_Aim of the task_
When you reach the line that contains "--detect information panel" in the entries below, begin returning lines exactly as written and continue through the last one.

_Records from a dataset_
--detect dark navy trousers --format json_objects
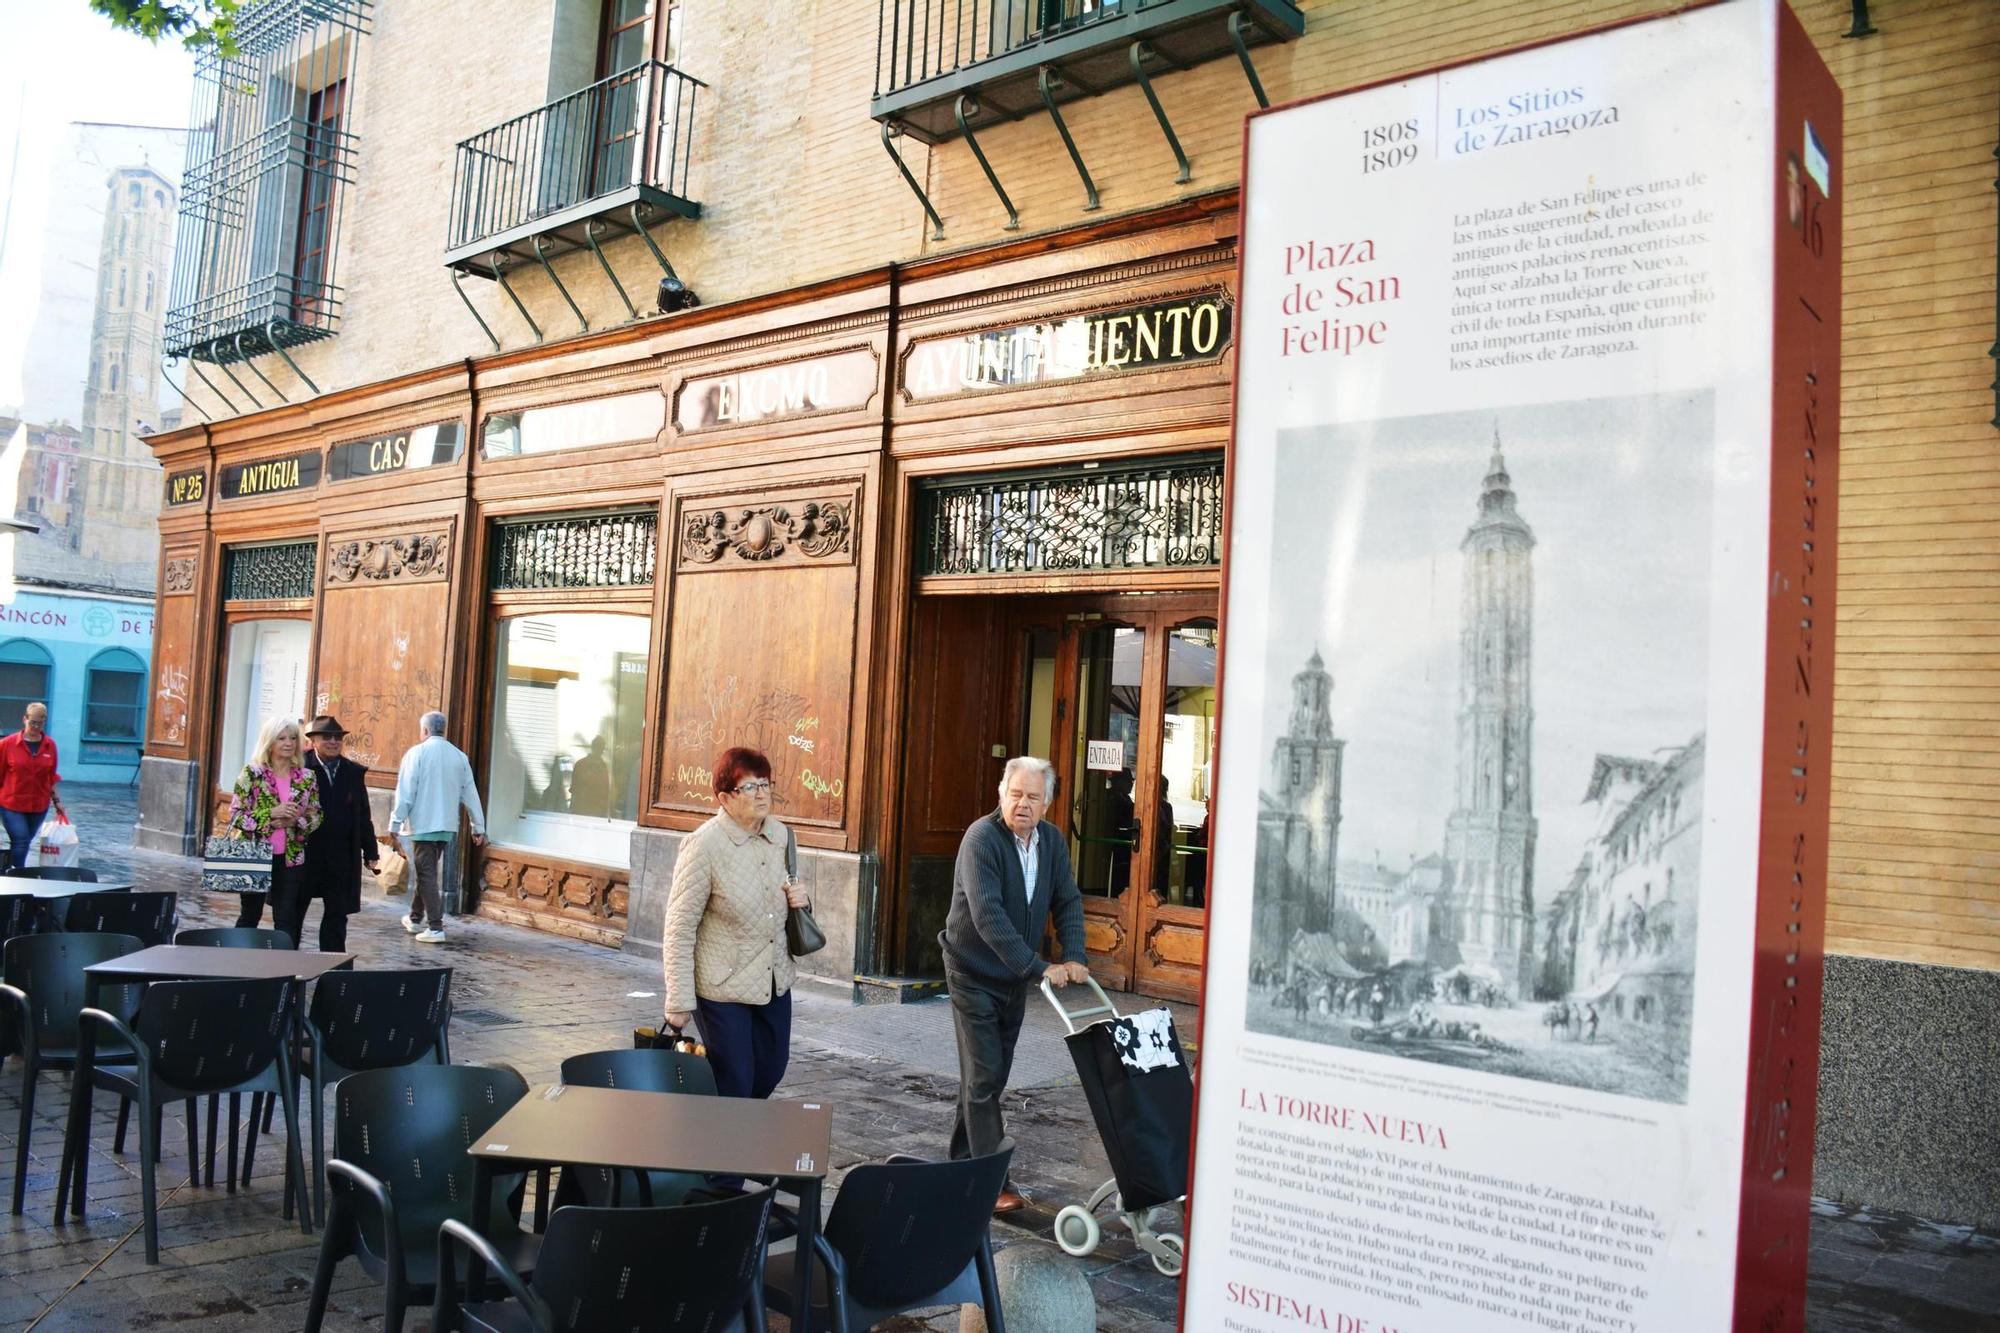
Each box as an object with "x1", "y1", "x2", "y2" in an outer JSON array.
[{"x1": 695, "y1": 985, "x2": 793, "y2": 1099}]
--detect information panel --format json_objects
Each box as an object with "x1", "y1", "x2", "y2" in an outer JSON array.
[{"x1": 1188, "y1": 4, "x2": 1840, "y2": 1331}]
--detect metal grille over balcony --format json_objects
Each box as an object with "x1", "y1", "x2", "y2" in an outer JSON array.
[
  {"x1": 445, "y1": 61, "x2": 703, "y2": 278},
  {"x1": 490, "y1": 510, "x2": 660, "y2": 591},
  {"x1": 873, "y1": 0, "x2": 1303, "y2": 142},
  {"x1": 917, "y1": 455, "x2": 1223, "y2": 577},
  {"x1": 165, "y1": 0, "x2": 370, "y2": 374}
]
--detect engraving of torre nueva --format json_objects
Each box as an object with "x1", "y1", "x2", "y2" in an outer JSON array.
[{"x1": 1438, "y1": 435, "x2": 1538, "y2": 992}]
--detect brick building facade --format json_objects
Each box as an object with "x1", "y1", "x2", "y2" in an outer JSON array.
[{"x1": 138, "y1": 0, "x2": 2000, "y2": 1224}]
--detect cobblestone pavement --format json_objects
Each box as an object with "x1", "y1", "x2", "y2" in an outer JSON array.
[{"x1": 1, "y1": 787, "x2": 1994, "y2": 1331}]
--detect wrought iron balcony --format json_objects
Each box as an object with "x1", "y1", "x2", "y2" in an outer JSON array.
[
  {"x1": 164, "y1": 0, "x2": 371, "y2": 406},
  {"x1": 872, "y1": 0, "x2": 1304, "y2": 143},
  {"x1": 445, "y1": 61, "x2": 704, "y2": 280}
]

_Worked solution_
--detect information panel --format json_objects
Each box as an object with "x1", "y1", "x2", "y2" in an outer JSON array.
[{"x1": 1188, "y1": 4, "x2": 1840, "y2": 1331}]
--detect metal grille over balcony --format json_objects
Each box as an object with "x1", "y1", "x2", "y2" in an outer JSON array.
[
  {"x1": 445, "y1": 61, "x2": 703, "y2": 278},
  {"x1": 490, "y1": 510, "x2": 660, "y2": 591},
  {"x1": 873, "y1": 0, "x2": 1303, "y2": 142},
  {"x1": 917, "y1": 455, "x2": 1223, "y2": 577},
  {"x1": 165, "y1": 0, "x2": 370, "y2": 374}
]
--detect engraving of torre nueva --format json_objects
Each box as an object with "x1", "y1", "x2", "y2" in an outer JSON array.
[{"x1": 1438, "y1": 435, "x2": 1538, "y2": 992}]
--detect brick building facade --format json_objects
Each box as an object with "x1", "y1", "x2", "y2" in an outer JSON array.
[{"x1": 138, "y1": 0, "x2": 2000, "y2": 1224}]
--detect cobblestone pavement --format json_objects
Each box as an object with "x1", "y1", "x2", "y2" in an outer JSON array.
[{"x1": 1, "y1": 787, "x2": 1994, "y2": 1331}]
--detect wrought iron balcony --format json_objects
Each box as an object with "x1", "y1", "x2", "y2" in an outer JSON array.
[
  {"x1": 164, "y1": 0, "x2": 371, "y2": 406},
  {"x1": 872, "y1": 0, "x2": 1304, "y2": 143},
  {"x1": 445, "y1": 61, "x2": 704, "y2": 280}
]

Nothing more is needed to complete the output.